*WRITTEN TASK*. Extract the complete listing and output it unchanged.

*INPUT FOR THIS TASK*.
··········

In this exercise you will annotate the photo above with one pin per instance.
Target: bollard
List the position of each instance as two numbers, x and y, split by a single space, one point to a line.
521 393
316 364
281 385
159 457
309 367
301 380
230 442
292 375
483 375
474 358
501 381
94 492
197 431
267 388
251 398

··········

*TASK SOLUTION*.
In this exercise you will annotate the photo above with one pin per instance.
Target: bollard
List the position of each instance as two numbers, x and y, split by a single space, one point to a line.
521 393
316 364
281 385
159 457
309 367
301 380
230 442
292 375
483 375
474 358
501 381
94 492
197 431
267 388
251 398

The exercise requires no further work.